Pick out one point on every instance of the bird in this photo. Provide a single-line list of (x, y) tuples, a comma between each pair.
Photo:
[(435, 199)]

··········

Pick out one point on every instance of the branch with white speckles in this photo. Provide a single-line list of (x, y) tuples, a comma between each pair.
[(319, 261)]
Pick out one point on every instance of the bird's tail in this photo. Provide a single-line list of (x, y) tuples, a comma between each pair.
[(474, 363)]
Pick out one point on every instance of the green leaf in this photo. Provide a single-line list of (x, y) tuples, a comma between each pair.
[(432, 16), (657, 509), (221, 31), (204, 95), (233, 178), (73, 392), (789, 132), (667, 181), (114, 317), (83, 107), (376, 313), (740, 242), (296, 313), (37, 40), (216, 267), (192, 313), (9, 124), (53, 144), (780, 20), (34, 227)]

··········

→ AIM:
Reproduce the data verbatim, starting at the line that contains "Pick out one point on every instance of the bird in" and ending at the line that contains "[(435, 199)]", including both of those lines.

→ ANSWER IN FULL:
Pick out one point on every instance of the bird in this photo. Provide a single-line list of (x, y) tuples, a comma between each pair.
Photo:
[(435, 199)]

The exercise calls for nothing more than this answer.